Page extract =>
Analysis/MM-PBSA Input

Use create_input_zip() to automatically extract the required files from simulation results:

  • Trajectory (.xtc)
  • Energy-minimized structure (emin.pdb)
  • Topology files

Complete Example

Python 
import time
from simatomic_client import SimAtomicClient, get_configs, create_input_zip

# Initialize
client = SimAtomicClient(api_key="YOUR_API_KEY")
config_map = dict(zip(["mmpbsa", "analysis", "simulation"], get_configs("config.yaml")))

def wait_for_job(job_id):
    """Poll until job completes."""
    while True:
        results, _ = client.poll_job(job_id)
        status = results['job_status']
        if status == "success":
            client.download_results(job_id)
            return True
        elif status == "failed":
            print(f"Job failed: {results.get('message')}")
            return False
        time.sleep(90)

# Stage 1: Simulation
sim_job_id = client.run_job("complex_simulation_input.zip", config_map["simulation"])
wait_for_job(sim_job_id)

# Stage 2: Analysis (prepare input from simulation results)
analysis_zip = create_input_zip(f"results_{sim_job_id}.zip", sim_job_id, "analysis")
analysis_job_id = client.run_job(analysis_zip, config_map["analysis"])
wait_for_job(analysis_job_id)

Exercise 1 => List the files that the MM-PBSA excerpt says create_input_zip() extracts from simulation results.
Exercise 2 => In the entries, please switch "microphone" to "mic" in the lines starting with the line with "Every instance of the gooseneck" and going on through the line with "<point>550,124</point>". Give only those lines again, with nothing else changed.
The entries have no connection to the MM-PBSA excerpt.

Input material =>
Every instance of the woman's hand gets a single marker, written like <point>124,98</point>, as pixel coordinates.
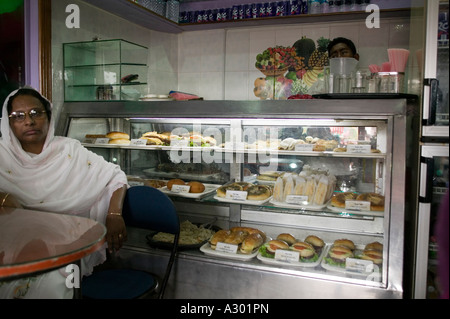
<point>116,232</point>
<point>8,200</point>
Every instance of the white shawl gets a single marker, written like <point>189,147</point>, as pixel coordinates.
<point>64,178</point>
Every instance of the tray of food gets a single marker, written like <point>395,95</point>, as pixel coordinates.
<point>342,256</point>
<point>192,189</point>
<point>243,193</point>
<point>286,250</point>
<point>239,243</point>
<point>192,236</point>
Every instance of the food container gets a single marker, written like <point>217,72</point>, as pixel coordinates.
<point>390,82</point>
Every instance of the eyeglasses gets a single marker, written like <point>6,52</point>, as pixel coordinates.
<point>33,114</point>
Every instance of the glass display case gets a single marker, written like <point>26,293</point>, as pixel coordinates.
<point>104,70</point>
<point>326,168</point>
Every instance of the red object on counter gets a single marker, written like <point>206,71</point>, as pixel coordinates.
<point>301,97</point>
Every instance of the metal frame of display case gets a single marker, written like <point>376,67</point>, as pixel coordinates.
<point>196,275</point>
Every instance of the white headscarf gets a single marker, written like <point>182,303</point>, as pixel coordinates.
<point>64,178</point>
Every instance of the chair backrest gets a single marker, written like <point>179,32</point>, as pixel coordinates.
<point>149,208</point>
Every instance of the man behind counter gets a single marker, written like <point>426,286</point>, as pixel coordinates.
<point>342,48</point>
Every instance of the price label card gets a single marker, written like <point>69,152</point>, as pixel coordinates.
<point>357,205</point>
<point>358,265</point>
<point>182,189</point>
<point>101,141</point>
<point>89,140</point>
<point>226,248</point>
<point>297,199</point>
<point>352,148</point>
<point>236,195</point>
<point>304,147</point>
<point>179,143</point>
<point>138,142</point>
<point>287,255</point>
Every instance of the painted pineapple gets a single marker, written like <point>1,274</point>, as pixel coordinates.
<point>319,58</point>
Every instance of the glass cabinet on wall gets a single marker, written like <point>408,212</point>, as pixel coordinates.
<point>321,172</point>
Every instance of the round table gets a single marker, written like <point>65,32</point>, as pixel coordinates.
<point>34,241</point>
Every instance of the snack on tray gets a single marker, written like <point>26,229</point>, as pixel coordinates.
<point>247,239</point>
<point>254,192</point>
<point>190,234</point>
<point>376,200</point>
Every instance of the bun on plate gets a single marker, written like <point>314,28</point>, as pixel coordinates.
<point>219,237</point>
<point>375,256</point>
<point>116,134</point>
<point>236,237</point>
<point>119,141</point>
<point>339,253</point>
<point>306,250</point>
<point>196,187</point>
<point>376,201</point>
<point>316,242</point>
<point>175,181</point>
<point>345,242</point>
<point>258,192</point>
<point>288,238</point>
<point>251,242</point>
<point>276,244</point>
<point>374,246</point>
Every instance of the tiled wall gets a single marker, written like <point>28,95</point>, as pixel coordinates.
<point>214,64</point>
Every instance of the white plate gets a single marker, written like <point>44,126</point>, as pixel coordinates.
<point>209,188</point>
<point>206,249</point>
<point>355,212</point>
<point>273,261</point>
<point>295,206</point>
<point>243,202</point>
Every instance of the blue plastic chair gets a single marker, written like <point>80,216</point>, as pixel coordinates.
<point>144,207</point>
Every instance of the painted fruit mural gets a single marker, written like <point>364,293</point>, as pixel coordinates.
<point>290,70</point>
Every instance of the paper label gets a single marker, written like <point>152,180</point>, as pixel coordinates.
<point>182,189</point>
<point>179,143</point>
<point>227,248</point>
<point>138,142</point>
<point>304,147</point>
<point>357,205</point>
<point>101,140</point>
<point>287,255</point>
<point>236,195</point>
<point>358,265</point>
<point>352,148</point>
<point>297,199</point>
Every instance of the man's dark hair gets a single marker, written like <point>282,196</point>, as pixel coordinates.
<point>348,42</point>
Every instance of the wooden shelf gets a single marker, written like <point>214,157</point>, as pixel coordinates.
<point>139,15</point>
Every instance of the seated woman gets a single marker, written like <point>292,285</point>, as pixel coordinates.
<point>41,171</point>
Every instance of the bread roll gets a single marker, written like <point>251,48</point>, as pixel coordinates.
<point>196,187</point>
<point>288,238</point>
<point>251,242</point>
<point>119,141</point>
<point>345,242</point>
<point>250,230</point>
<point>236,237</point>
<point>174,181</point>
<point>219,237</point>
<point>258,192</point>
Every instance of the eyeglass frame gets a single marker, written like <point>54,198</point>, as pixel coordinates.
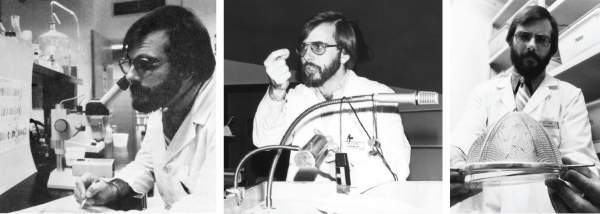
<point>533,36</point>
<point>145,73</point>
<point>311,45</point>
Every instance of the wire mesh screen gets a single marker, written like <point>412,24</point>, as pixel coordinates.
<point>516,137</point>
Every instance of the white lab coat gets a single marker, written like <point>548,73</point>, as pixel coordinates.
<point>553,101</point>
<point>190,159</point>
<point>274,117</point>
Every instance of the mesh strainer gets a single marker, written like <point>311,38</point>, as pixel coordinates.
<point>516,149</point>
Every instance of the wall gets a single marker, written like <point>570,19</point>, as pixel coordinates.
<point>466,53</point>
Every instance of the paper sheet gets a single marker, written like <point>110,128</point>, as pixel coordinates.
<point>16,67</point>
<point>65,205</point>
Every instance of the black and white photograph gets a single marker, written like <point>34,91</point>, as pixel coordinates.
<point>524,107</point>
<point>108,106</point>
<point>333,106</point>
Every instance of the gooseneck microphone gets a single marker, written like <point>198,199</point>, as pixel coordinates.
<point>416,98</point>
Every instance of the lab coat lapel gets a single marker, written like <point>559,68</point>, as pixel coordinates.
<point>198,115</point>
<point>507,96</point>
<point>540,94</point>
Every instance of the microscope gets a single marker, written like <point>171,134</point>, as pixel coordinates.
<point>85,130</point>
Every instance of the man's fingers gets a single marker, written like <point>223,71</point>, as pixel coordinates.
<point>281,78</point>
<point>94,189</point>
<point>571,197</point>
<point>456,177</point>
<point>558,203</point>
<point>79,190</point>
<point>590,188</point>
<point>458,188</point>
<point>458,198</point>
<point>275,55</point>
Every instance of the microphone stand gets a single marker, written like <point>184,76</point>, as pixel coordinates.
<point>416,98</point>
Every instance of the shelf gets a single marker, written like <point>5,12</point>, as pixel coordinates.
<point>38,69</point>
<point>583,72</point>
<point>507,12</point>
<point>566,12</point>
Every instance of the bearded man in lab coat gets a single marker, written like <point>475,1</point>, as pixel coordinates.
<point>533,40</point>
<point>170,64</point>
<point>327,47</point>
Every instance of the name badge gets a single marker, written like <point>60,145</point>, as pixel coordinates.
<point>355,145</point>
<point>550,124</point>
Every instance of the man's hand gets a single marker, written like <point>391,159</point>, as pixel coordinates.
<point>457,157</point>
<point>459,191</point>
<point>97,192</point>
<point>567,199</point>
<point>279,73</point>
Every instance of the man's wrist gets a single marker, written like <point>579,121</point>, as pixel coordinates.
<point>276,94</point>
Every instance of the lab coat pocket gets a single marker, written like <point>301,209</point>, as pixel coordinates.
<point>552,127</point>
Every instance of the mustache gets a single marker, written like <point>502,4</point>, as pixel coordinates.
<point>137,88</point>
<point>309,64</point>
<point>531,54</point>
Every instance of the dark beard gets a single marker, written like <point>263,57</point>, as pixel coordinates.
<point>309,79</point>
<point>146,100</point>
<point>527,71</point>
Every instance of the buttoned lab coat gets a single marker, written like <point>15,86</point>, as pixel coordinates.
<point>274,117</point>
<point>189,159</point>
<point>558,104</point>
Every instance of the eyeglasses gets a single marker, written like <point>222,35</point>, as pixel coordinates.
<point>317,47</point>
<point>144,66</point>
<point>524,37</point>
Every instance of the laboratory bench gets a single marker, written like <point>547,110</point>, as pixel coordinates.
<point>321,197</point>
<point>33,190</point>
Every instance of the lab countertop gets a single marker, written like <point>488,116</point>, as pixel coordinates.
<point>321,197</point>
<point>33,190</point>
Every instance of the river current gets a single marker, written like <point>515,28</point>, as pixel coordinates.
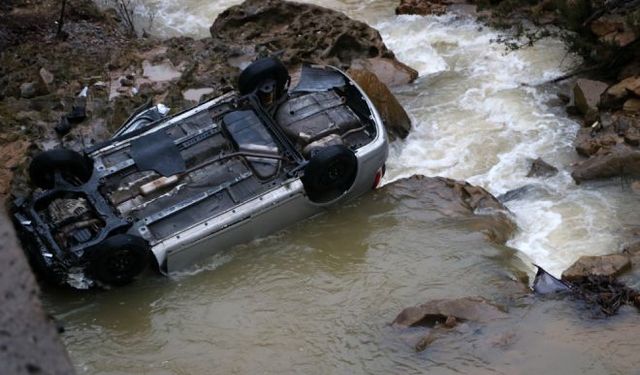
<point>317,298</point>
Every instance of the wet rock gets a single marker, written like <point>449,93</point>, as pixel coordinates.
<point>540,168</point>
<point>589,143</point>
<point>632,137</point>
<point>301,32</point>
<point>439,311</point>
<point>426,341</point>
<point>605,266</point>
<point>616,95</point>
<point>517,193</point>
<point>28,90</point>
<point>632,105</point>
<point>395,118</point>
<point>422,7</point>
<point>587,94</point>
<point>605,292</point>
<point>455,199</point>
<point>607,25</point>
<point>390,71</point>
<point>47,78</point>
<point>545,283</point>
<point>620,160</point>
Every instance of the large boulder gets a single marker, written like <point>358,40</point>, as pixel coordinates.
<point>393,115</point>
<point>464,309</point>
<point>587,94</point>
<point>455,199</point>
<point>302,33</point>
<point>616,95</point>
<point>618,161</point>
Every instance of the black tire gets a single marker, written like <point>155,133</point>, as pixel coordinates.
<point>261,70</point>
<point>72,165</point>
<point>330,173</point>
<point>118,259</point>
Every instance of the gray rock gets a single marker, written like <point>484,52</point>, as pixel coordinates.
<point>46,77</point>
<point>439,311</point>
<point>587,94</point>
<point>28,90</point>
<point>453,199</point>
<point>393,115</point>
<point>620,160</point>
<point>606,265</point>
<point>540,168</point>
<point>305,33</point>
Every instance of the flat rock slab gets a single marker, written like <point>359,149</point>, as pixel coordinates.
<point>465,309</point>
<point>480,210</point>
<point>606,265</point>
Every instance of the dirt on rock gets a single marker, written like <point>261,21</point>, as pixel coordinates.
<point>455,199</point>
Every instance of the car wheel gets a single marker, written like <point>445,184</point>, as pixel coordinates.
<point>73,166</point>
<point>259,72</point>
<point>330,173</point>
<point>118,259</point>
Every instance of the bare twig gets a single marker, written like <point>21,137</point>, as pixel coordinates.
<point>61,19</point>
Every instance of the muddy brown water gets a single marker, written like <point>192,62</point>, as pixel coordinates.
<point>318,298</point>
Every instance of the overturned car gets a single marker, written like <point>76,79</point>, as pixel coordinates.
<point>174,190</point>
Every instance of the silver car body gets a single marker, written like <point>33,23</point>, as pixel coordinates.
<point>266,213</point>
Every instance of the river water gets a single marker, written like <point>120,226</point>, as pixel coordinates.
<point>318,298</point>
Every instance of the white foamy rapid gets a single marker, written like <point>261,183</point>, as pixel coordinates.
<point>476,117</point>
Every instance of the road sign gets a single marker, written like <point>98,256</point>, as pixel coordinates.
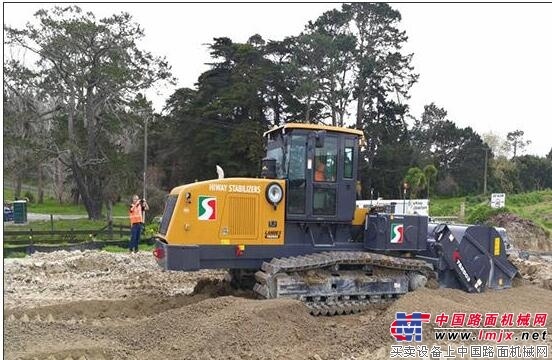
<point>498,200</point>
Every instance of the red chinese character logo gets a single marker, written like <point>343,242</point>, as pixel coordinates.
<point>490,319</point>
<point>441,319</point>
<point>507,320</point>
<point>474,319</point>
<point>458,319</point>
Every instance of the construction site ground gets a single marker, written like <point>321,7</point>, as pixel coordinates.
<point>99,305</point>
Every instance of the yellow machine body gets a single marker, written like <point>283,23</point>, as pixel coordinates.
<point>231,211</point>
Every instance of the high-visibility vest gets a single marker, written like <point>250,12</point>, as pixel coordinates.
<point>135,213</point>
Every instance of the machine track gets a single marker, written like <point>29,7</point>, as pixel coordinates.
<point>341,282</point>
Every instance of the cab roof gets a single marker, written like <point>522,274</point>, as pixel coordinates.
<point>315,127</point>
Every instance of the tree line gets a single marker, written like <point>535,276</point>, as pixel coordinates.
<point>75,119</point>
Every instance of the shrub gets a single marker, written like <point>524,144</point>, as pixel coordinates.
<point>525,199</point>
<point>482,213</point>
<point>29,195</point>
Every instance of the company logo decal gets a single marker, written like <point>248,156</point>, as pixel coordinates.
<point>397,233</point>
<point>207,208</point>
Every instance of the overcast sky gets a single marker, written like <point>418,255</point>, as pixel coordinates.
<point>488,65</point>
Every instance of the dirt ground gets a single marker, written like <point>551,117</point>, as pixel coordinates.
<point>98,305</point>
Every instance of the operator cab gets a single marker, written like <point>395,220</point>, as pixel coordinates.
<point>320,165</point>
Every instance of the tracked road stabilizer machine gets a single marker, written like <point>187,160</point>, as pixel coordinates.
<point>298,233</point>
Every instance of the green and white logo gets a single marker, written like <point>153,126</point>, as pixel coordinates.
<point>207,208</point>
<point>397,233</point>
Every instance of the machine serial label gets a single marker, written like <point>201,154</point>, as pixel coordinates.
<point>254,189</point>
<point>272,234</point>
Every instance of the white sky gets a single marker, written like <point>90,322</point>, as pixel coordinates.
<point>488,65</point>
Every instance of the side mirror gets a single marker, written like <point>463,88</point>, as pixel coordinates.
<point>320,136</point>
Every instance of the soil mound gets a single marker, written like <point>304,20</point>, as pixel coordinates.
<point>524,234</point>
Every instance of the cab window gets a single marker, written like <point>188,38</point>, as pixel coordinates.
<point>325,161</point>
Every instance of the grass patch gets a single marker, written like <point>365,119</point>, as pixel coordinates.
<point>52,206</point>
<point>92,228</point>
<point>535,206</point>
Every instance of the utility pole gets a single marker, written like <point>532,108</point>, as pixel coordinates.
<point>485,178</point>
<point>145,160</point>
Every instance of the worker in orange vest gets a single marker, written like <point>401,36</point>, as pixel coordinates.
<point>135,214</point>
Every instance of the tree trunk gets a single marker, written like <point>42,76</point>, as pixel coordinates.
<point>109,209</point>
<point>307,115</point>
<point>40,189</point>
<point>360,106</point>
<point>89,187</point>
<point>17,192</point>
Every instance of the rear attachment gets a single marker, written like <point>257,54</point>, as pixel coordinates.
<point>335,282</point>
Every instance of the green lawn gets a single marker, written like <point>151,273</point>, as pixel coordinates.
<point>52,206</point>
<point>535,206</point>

Full solution 1 =>
- Trajectory (.xtc)
- Energy-minimized structure (emin.pdb)
- Topology files

Full solution 2 =>
Every instance of the gooseneck mic gets a single marker, written like <point>198,199</point>, as pixel coordinates.
<point>416,98</point>
Every instance of the lab coat lapel gets a single marker, written like <point>559,68</point>, as pixel coordinates.
<point>198,115</point>
<point>507,96</point>
<point>540,94</point>
Every instance of the microscope gets a single marker, written like <point>171,134</point>, as pixel coordinates.
<point>85,130</point>
Every instance of the man's fingers gets a single marker, written like <point>223,71</point>, as pixel coordinates.
<point>281,78</point>
<point>94,189</point>
<point>571,197</point>
<point>456,177</point>
<point>558,203</point>
<point>79,190</point>
<point>590,188</point>
<point>458,188</point>
<point>458,198</point>
<point>275,55</point>
Every instance of the mic stand gets a single marker, written like <point>184,76</point>, as pixel coordinates.
<point>416,98</point>
Every instance of the shelf gets a single marker, written like <point>5,12</point>, as pixel coordinates.
<point>38,69</point>
<point>583,72</point>
<point>507,12</point>
<point>566,12</point>
Every instance of the bearded man in lab coat gets a single marker, written like <point>475,1</point>, as pixel coordinates.
<point>533,40</point>
<point>170,64</point>
<point>327,47</point>
Every instance of the name badge gets a single marker, written like <point>60,145</point>, as pixel coordinates.
<point>355,145</point>
<point>550,124</point>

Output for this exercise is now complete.